RECORDS PROVIDED:
════════════════

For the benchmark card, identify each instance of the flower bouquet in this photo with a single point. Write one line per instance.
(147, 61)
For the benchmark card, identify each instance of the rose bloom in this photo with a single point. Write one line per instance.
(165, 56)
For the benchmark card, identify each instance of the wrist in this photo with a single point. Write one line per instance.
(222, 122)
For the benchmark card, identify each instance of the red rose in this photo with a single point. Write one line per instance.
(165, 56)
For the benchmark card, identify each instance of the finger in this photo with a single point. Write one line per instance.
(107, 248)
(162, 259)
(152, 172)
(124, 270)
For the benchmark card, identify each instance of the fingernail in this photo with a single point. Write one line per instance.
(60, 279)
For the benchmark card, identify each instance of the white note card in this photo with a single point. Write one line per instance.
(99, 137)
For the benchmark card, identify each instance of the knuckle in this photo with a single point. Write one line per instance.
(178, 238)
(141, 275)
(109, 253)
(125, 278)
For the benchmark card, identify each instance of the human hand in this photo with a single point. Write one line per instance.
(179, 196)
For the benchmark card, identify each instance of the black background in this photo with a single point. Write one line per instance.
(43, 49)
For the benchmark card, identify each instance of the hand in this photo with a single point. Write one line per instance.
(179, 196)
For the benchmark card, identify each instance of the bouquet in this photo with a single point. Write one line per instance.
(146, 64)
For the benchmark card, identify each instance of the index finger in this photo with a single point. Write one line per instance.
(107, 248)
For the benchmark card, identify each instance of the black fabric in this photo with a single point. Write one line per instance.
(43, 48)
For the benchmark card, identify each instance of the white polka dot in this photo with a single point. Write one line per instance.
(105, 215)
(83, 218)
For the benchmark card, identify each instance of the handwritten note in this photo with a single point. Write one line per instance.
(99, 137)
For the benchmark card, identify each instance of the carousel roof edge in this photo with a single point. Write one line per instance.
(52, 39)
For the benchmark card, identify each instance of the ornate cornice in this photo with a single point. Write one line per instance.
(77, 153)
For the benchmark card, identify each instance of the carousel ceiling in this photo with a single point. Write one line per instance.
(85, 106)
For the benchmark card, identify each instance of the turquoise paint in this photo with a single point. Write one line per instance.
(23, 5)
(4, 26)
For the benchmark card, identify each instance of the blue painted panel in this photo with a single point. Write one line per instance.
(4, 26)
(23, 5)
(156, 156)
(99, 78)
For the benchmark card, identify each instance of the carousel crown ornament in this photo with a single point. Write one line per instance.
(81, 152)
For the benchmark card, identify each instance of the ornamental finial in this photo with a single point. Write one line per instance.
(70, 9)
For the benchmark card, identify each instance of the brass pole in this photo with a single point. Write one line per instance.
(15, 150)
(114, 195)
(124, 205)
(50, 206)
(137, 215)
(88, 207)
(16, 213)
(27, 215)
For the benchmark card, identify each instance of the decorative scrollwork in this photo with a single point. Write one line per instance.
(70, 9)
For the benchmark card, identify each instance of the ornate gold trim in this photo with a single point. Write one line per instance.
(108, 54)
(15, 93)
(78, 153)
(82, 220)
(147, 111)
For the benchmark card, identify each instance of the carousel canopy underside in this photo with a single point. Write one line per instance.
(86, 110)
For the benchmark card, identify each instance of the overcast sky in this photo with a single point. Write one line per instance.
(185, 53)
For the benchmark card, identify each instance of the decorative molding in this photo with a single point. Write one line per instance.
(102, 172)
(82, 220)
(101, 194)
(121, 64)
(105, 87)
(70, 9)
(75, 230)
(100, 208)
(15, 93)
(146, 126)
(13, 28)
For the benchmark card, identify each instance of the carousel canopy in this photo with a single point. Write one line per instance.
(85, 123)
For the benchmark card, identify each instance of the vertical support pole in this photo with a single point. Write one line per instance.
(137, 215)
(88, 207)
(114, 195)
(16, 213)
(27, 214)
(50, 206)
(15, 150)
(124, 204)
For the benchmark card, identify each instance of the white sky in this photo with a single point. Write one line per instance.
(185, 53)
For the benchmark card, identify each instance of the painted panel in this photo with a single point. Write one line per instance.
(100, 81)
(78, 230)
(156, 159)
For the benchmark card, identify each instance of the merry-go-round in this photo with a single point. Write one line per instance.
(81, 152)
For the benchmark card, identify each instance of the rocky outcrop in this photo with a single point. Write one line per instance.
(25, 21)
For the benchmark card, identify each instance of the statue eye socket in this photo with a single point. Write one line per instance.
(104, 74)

════════════════

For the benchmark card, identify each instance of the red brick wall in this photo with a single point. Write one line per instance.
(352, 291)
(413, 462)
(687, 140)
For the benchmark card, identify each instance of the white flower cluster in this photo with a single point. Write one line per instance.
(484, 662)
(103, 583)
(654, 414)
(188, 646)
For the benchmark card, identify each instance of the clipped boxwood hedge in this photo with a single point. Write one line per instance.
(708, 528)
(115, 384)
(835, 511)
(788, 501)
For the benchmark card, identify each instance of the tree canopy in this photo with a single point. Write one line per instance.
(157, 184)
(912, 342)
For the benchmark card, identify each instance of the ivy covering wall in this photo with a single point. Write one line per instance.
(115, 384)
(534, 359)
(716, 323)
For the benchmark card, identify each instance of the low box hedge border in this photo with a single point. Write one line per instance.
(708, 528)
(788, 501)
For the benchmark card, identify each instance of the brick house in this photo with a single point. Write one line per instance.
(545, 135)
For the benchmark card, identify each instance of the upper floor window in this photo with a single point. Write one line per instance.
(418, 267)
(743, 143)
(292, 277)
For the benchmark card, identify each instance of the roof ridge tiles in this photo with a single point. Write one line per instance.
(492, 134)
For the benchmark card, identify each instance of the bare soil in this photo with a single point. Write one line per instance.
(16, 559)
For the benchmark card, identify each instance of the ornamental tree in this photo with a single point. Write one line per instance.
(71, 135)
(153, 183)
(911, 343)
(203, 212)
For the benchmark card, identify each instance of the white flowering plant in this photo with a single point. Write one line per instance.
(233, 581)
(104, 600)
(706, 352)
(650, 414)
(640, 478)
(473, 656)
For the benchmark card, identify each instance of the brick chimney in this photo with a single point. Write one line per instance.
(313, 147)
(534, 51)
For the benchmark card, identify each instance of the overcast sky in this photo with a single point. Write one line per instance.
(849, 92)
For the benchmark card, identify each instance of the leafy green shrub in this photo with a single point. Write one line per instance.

════════════════

WORK TO DO: Count the lines in the items above that contain the string "bouquet", and give only that number.

RESPONSE: 2